| Task objective |
Starting at the line that contains "[tag] girl's black" and ending at the end of the records, write out every line again, requests included, with each point coordinate in the answers multiplied by 0.35 and rounded to a whole number, halves rounded up.

| Recorded data |
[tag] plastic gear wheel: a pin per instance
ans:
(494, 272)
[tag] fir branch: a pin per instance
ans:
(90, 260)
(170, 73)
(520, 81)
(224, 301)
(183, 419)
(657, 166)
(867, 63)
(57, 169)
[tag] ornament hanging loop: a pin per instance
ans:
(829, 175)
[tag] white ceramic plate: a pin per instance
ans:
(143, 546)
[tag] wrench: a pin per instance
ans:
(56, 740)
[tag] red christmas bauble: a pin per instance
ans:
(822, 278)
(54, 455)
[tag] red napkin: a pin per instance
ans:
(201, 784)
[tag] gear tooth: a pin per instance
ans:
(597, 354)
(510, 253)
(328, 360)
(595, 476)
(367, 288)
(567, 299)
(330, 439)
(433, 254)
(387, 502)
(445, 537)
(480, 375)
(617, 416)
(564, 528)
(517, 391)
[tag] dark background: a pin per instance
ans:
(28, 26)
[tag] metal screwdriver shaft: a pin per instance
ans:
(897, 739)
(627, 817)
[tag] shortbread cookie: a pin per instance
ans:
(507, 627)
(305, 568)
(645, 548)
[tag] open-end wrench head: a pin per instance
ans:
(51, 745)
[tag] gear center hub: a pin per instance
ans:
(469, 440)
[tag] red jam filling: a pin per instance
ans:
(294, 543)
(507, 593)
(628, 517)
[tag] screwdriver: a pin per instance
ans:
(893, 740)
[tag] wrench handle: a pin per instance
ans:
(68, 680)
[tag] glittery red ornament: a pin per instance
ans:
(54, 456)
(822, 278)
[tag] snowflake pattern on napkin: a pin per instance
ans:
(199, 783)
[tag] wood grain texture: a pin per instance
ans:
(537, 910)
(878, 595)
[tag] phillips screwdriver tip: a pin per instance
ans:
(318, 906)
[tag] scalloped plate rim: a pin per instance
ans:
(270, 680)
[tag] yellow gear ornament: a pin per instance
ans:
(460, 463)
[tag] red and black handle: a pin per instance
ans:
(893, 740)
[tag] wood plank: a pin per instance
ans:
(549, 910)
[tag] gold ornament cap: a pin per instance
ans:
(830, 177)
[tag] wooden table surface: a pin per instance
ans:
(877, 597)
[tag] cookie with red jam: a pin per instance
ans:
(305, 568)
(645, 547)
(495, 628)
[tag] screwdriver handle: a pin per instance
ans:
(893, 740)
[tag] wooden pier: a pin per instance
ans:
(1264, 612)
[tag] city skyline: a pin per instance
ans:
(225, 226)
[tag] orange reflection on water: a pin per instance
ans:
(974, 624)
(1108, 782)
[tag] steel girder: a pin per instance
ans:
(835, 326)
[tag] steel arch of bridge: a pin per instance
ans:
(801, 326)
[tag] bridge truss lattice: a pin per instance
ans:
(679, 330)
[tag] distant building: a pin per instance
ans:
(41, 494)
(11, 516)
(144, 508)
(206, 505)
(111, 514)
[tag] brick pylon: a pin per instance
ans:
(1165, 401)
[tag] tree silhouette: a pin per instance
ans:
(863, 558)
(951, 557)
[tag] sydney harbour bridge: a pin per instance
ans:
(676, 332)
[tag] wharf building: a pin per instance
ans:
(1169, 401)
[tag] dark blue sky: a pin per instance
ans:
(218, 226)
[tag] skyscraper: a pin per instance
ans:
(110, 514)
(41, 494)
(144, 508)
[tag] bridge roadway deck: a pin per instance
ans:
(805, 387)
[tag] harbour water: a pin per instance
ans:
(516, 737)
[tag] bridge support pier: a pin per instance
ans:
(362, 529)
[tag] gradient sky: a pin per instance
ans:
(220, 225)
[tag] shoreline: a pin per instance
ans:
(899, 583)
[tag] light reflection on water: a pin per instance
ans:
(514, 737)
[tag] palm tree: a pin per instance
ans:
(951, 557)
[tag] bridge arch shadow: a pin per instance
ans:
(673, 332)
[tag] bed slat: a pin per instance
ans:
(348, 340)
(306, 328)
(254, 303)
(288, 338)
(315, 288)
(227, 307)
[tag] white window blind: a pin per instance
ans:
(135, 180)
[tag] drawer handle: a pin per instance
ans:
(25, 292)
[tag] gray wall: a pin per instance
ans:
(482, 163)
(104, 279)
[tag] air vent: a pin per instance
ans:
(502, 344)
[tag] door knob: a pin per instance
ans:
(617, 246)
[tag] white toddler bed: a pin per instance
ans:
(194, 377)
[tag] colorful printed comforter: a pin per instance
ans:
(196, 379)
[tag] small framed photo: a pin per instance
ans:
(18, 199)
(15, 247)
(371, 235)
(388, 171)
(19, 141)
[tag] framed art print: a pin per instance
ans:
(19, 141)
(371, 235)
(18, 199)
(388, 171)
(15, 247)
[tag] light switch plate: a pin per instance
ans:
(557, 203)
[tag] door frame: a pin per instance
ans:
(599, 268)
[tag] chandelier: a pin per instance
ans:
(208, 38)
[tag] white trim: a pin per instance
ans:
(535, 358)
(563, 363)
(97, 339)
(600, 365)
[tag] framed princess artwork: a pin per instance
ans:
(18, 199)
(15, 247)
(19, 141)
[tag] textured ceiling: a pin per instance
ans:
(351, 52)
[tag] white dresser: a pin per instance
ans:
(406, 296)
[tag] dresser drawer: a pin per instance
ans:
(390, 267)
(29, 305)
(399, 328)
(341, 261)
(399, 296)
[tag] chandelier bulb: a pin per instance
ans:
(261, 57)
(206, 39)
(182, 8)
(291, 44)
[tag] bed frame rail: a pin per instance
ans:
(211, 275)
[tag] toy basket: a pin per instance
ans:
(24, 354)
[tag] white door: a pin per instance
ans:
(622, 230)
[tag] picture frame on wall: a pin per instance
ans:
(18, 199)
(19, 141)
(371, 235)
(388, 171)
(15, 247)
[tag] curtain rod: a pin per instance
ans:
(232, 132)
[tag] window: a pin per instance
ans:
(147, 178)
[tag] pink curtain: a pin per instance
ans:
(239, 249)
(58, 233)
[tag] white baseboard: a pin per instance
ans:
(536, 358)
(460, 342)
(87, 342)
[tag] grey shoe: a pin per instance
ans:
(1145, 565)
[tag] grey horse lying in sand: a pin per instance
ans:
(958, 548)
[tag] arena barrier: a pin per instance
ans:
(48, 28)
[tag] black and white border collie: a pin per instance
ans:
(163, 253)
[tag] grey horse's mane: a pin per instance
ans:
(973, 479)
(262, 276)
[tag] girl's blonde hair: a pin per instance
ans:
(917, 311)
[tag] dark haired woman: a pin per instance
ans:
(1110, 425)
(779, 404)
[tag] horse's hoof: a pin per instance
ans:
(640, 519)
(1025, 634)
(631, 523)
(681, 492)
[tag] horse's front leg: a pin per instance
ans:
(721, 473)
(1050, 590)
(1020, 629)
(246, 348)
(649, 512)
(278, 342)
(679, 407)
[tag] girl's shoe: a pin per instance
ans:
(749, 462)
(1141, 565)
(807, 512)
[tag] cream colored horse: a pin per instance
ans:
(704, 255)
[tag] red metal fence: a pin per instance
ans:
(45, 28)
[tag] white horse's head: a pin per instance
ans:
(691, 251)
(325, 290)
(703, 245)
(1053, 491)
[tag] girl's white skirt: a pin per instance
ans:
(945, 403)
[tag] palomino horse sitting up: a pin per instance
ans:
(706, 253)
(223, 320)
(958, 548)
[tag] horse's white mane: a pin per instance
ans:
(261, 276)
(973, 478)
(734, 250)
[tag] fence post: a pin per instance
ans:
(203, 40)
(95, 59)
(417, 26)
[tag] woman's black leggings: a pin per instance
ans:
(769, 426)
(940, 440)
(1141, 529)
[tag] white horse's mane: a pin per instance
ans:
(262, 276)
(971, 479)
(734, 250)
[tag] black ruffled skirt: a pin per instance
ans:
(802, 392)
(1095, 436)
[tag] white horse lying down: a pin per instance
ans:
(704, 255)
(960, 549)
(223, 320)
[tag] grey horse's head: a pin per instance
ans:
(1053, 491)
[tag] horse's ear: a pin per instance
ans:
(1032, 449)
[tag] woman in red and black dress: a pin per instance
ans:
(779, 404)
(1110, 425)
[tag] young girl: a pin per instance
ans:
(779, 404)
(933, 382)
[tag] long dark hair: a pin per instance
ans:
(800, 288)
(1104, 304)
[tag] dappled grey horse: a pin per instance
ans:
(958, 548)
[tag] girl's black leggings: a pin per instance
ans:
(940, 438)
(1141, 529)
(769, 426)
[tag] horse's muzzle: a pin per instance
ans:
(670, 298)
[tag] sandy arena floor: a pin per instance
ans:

| Output of the task |
[tag] girl's black leggings: a pin per instance
ans:
(329, 153)
(399, 185)
(269, 149)
[tag] horse's muzzle: a pin per instance
ans:
(235, 104)
[tag] sandy arena floor: a pin per instance
ans:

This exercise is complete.